(INSTRUCTION) Count the lines in the material below that contain the string "Query", with case significant, and reply with that number alone.

(PROVIDED INFORMATION)
※ ※ ※
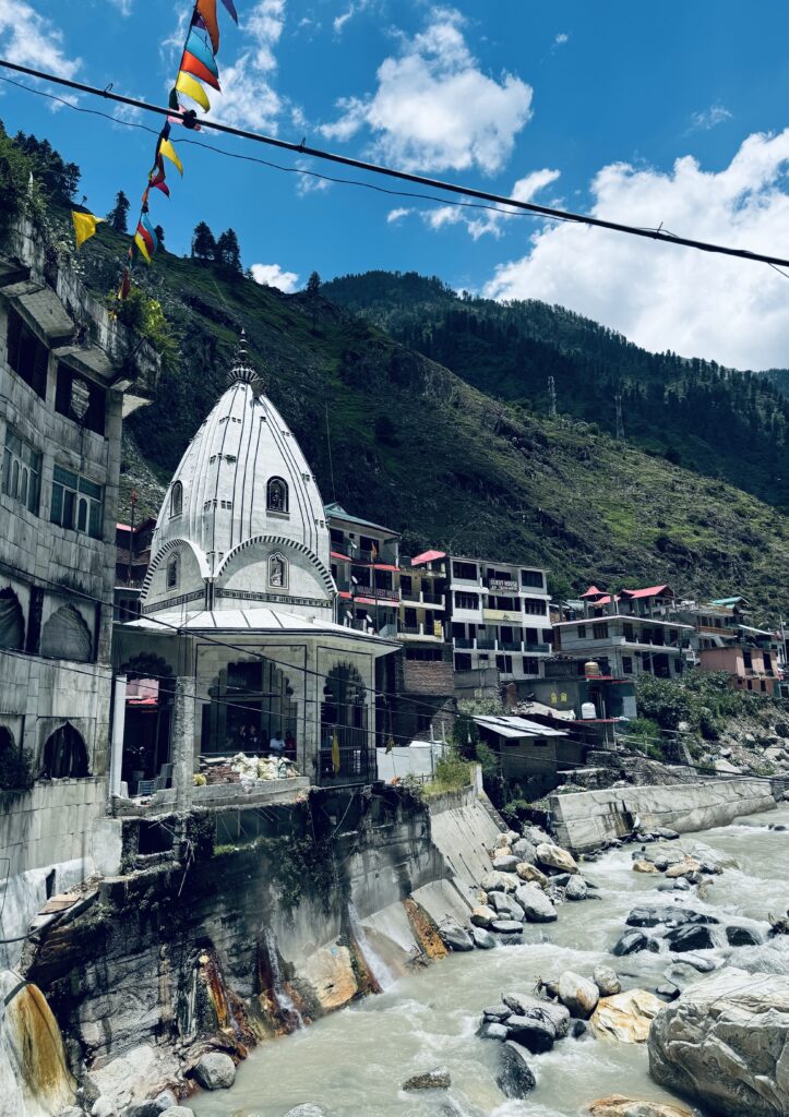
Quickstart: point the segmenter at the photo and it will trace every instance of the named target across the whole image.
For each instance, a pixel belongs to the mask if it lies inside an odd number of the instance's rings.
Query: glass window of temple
※ ※ ※
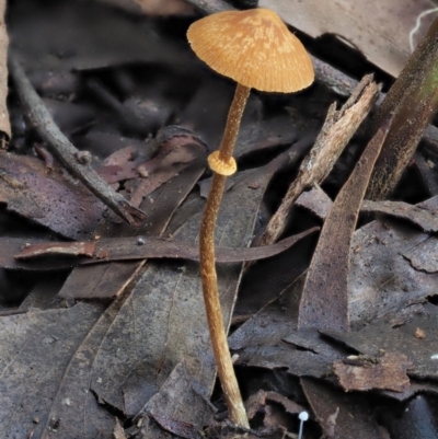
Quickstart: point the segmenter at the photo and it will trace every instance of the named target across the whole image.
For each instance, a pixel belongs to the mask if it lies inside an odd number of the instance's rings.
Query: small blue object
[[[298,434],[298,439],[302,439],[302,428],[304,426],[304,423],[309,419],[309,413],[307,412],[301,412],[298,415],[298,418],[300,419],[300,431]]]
※ ※ ※
(COMPLETE RESPONSE) 2